> [EXCERPTED TEXT]
====================

Yes, the libpq documentation also says that.

> If that's the case, the attached should fix it, but I have no way of
> testing it on windows, I can only say that it still works on my machine
> so at least it hopefully does not make things worse.

Committed that.  Let's see how it goes.

I rewrote the while loop as a for loop so that the control logic isn't
spread out over three screens.

-- 
Peter Eisentraut              http://www.2ndQuadrant.com/
PostgreSQL Development, 24x7 Support, Remote DBA, Training & Services



Re: [HACKERS] [COMMITTERS] pgsql: Use asynchronous connect API inlibpqwalreceiver

From
Peter Eisentraut
Date:
On 3/6/17 09:38, Peter Eisentraut wrote:
> On 3/4/17 01:45, Petr Jelinek wrote:
>> If that's the case, the attached should fix it, but I have no way of
>> testing it on windows, I can only say that it still works on my machine
>> so at least it hopefully does not make things worse.
> 
> Committed that.  Let's see how it goes.

So that didn't work.  Now we probably need someone to dig into that host
directly.

Andrew, could you help?

====================

> [RECORDED INFORMATION]
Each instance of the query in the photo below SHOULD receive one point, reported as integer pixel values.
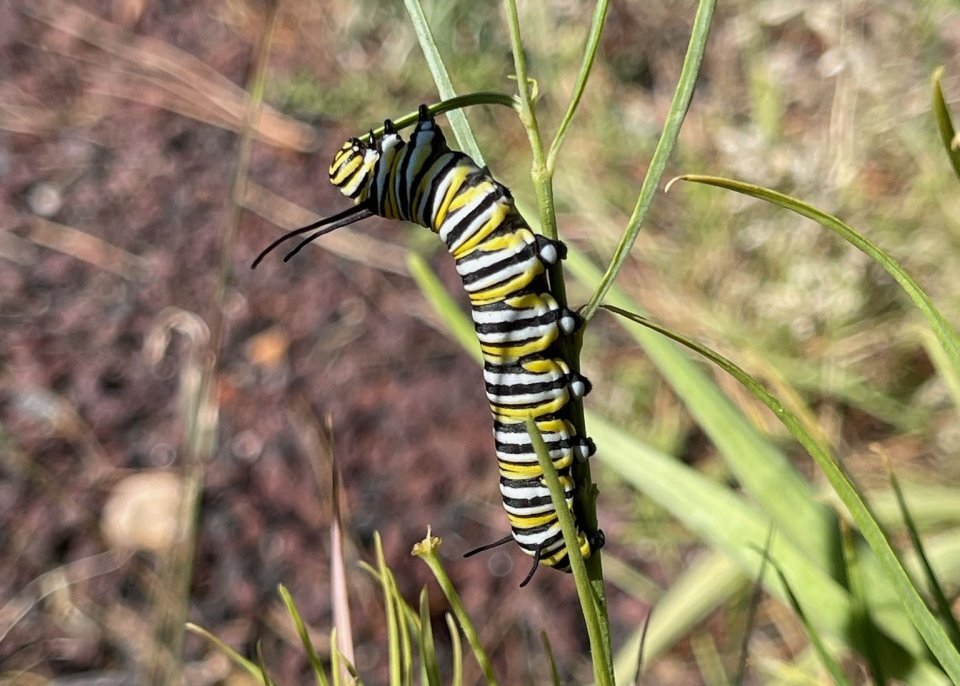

====================

> [WHAT THE EXERCISE ASKS] Repeat word for word the passage of the libpq commit discussion from "Yes, the libpq" up to and including "over three screens.".

> [REPLY]
Yes, the libpq documentation also says that.

> If that's the case, the attached should fix it, but I have no way of
> testing it on windows, I can only say that it still works on my machine
> so at least it hopefully does not make things worse.

Committed that.  Let's see how it goes.

I rewrote the while loop as a for loop so that the control logic isn't
spread out over three screens.